■ Podany tekst

──────

Tour de France: Majka spokojny, Kwiatkowski u boku Froome’a
Rafał Majka podchodzi ze spokojem do startu w 105. Tour de France i liczy na miejsce w pierwszej piątce klasyfikacji generalnej. Michał Kwiatkowski będzie natomiast pomagać wielkiemu faworytowi, Brytyjczykowi Chrisowi Froome'owi, który ma szansę na piąty triumf w „Wielkiej Pętli”.
Wyścig rozpocznie się w sobotę w Wandei na wyspie pływowej Noirmoutier, połączonej ze stałym lądem groblą.
Cztery ostatnie tygodnie Majka spędził z kolegą z grupy Bora-Hansgrohe Pawłem Poljańskim na treningach w Sierra Nevada, z przerwą na start w wyścigu Dookoła Słowenii. W Hiszpanii ładował akumulatory i czuje, że jest do wyścigu pod względem fizycznym bardzo dobrze przygotowany.
„W zeszłym roku podchodziłem do Tour de France z za dużą presją, z za dużym stresem i nie wyszło. Teraz podchodzę na luzie. Wyjdzie albo nie wyjdzie” – powiedział podczas telekonferencji zorganizowanej przez Eurosport.
„Pierwsze dziewięć etapów jest po płaskim. Będzie jazda drużynowa na czas, o którą się nie martwię, bo mamy dobry zespół. Będzie etap po bruku. Chciałbym przejechać te odcinki w komforcie, z przodu peletonu. Jestem nastawiony na bardzo dobry wynik: na pierwszą piątkę w klasyfikacji generalnej” - ocenił.
Walka w górach rozpocznie się na 10. etapie z metą w Le Grand-Bornand w Alpach.
„Nie nastawiam się szczególnie na żaden etap. Od dziesiątego odcinka będę chciał się pokazywać z przodu” – zadeklarował.
Majka wygrał łącznie trzy górskie etapy i dwukrotnie triumfował w klasyfikacji górskiej Tour de France, ale walka o koszulkę w grochy nie jest dla niego priorytetem. Ubiegłoroczny start był najbardziej pechowy, zakończony po dziewiątym etapie. Na zjeździe z jednej z alpejskich przełęczy kolarz z Zegartowic przewrócił się i mocno poobijał, zdzierając skórę z kolan i łokci, doznając obrażeń klatki piersiowej i pleców.

──────

■ Surowe dane
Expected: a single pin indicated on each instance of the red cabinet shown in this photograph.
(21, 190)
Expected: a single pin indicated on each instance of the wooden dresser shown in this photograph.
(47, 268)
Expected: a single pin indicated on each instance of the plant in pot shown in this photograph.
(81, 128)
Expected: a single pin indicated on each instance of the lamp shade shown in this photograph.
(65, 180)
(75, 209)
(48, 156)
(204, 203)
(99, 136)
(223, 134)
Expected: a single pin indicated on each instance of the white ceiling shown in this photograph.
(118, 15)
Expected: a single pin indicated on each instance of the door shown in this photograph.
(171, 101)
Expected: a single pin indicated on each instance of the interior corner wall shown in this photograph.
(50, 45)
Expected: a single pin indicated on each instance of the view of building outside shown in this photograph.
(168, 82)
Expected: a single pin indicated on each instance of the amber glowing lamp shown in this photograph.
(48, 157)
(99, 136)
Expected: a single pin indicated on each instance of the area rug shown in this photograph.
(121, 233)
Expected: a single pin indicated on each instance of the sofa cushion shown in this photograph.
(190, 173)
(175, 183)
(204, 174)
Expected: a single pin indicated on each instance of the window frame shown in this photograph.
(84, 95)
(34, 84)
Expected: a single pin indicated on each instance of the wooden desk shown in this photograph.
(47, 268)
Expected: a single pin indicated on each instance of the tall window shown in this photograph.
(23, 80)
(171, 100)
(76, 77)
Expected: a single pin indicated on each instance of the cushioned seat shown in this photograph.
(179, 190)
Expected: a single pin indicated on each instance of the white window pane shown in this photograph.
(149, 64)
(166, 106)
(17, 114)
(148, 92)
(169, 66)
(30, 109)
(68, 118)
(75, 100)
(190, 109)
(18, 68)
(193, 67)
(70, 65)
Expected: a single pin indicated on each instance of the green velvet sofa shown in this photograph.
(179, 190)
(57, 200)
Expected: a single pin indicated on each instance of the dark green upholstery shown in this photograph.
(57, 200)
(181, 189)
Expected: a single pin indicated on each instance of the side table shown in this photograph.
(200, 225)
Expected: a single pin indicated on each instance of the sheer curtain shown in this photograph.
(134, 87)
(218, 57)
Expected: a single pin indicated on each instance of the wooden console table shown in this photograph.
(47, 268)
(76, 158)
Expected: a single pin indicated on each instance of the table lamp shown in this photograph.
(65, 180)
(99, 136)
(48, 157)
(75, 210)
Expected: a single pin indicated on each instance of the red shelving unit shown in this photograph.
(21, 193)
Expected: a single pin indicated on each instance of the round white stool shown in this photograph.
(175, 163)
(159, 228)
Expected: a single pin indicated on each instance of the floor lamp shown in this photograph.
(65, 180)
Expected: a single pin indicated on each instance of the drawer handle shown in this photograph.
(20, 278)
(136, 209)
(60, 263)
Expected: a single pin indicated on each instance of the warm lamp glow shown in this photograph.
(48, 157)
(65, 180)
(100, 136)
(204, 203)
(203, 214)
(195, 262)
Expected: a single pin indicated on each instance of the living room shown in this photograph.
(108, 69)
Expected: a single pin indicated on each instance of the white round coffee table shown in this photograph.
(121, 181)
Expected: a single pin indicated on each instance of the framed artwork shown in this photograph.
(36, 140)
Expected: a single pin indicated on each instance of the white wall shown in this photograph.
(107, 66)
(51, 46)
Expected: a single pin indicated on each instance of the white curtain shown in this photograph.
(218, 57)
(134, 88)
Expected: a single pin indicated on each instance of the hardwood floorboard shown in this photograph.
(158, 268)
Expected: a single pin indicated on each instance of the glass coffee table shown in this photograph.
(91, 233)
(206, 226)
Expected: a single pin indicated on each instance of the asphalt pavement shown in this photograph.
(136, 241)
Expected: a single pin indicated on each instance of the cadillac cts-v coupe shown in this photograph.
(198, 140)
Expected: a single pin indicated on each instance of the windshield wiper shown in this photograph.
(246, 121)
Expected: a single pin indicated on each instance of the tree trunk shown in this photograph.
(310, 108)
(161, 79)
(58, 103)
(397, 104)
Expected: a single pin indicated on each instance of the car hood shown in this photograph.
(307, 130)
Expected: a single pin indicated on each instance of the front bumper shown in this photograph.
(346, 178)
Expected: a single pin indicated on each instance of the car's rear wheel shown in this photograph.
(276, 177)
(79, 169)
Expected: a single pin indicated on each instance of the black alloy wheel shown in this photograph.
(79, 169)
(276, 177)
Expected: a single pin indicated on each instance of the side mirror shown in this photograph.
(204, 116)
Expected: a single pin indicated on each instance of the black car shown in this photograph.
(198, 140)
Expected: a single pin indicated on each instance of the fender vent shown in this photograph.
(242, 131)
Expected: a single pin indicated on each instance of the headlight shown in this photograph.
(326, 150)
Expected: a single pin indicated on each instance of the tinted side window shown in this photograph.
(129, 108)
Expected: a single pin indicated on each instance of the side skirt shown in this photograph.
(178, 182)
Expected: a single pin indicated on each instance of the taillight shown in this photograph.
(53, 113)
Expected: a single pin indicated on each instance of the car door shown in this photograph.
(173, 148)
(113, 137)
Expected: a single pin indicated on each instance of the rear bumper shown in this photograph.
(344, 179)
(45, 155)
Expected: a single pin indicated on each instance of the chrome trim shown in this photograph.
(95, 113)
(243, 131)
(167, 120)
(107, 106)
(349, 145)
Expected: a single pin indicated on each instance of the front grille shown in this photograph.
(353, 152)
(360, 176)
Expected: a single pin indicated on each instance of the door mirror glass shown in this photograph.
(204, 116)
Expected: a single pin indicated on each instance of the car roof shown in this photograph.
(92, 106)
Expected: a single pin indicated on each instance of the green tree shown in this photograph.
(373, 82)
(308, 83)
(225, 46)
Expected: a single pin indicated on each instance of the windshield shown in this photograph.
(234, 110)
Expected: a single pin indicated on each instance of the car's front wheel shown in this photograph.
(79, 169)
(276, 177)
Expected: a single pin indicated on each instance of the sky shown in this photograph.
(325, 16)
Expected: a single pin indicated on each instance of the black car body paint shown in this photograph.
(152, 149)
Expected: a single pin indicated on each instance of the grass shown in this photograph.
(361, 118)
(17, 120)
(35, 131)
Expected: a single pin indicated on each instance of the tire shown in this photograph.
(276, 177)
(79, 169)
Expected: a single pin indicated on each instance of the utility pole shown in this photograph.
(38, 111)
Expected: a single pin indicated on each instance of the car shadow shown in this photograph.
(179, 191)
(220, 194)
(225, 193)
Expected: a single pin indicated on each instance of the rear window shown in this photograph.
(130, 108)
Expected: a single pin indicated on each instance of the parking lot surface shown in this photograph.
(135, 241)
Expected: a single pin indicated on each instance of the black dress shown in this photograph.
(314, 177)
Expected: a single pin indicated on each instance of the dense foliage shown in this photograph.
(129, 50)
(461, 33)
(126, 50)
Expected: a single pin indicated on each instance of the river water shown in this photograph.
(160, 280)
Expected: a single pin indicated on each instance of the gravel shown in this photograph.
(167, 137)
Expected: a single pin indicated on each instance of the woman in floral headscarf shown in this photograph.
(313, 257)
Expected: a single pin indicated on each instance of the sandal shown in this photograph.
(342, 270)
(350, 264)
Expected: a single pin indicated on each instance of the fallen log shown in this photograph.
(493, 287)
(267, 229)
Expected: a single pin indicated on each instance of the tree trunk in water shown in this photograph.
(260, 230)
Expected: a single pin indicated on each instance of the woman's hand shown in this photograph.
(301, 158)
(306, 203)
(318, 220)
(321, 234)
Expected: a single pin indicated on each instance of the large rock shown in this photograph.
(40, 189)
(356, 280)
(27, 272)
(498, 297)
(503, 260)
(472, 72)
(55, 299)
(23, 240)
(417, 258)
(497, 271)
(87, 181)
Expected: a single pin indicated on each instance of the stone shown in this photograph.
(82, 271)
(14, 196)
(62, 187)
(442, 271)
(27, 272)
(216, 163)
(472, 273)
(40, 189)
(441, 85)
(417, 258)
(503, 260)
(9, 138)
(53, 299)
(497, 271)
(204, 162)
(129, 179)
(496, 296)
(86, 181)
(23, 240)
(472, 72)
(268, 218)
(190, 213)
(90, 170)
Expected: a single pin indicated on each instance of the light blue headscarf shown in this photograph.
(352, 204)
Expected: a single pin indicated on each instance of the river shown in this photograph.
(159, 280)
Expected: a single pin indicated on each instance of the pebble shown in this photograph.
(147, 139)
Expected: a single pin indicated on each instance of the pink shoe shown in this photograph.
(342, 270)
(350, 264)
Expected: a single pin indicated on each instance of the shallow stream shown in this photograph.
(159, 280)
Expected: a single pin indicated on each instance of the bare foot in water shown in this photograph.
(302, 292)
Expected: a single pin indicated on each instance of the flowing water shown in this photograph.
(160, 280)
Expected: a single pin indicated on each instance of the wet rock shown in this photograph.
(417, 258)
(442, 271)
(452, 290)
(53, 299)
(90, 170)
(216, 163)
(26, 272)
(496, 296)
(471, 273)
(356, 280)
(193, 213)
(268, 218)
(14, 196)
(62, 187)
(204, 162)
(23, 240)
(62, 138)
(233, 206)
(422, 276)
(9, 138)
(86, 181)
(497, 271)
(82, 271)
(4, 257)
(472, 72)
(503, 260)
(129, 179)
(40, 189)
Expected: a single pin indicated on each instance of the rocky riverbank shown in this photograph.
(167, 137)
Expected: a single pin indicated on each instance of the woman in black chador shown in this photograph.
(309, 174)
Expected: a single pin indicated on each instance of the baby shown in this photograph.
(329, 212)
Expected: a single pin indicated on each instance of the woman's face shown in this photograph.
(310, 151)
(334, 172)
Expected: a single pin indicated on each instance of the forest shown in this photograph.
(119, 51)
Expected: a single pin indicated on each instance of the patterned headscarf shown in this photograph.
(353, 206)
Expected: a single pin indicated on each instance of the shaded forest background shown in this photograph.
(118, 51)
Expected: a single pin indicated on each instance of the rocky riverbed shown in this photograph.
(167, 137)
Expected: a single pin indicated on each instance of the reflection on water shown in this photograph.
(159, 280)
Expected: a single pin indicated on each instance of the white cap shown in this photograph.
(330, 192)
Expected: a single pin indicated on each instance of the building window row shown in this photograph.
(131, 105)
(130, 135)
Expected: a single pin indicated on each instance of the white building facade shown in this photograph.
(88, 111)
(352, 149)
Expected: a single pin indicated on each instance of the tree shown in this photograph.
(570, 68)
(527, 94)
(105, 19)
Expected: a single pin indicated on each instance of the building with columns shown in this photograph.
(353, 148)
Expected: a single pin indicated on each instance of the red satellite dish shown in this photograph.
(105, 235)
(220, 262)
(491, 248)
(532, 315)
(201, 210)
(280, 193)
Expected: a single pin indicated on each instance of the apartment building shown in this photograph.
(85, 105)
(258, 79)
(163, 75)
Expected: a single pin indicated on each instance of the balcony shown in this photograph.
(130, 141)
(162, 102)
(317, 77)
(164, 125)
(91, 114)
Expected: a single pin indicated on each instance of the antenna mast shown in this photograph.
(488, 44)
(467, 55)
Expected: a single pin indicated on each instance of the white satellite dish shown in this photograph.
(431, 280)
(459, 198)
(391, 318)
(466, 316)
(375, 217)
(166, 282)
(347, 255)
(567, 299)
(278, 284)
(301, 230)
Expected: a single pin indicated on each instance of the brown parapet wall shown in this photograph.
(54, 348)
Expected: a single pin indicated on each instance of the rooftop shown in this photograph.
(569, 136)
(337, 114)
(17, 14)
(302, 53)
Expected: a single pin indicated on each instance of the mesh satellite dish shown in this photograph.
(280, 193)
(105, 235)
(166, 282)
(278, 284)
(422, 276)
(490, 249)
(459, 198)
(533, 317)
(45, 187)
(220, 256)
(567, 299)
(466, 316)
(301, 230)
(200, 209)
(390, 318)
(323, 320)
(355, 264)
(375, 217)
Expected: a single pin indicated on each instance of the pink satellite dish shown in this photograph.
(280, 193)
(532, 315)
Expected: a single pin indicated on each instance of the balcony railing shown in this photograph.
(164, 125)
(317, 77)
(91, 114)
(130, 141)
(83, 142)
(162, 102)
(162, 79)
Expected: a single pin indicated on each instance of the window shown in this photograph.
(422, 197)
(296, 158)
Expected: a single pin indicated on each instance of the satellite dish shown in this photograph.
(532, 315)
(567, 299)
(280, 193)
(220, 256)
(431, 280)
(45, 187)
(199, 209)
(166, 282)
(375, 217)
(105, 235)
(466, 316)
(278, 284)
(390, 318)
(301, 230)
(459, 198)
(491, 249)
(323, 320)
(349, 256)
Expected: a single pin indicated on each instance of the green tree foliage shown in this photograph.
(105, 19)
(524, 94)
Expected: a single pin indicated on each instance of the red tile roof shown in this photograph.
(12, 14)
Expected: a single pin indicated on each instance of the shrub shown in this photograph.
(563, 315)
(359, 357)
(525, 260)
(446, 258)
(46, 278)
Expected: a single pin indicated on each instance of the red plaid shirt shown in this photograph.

──────

■ Zadania pisemne
1 - Przepisz wiernie fragment tekstu o Tour de France od słów „Cztery ostatnie tygodnie” aż do słów „Grand-Bornand w Alpach.”.
2 - Gdzie według tekstu o Tour de France Rafał Majka trenował przez cztery ostatnie tygodnie przed wyścigiem?

■ Lista rozwiązań
1 -
Cztery ostatnie tygodnie Majka spędził z kolegą z grupy Bora-Hansgrohe Pawłem Poljańskim na treningach w Sierra Nevada, z przerwą na start w wyścigu Dookoła Słowenii. W Hiszpanii ładował akumulatory i czuje, że jest do wyścigu pod względem fizycznym bardzo dobrze przygotowany.
„W zeszłym roku podchodziłem do Tour de France z za dużą presją, z za dużym stresem i nie wyszło. Teraz podchodzę na luzie. Wyjdzie albo nie wyjdzie” – powiedział podczas telekonferencji zorganizowanej przez Eurosport.
„Pierwsze dziewięć etapów jest po płaskim. Będzie jazda drużynowa na czas, o którą się nie martwię, bo mamy dobry zespół. Będzie etap po bruku. Chciałbym przejechać te odcinki w komforcie, z przodu peletonu. Jestem nastawiony na bardzo dobry wynik: na pierwszą piątkę w klasyfikacji generalnej” - ocenił.
Walka w górach rozpocznie się na 10. etapie z metą w Le Grand-Bornand w Alpach.

2 - W Sierra Nevada w Hiszpanii.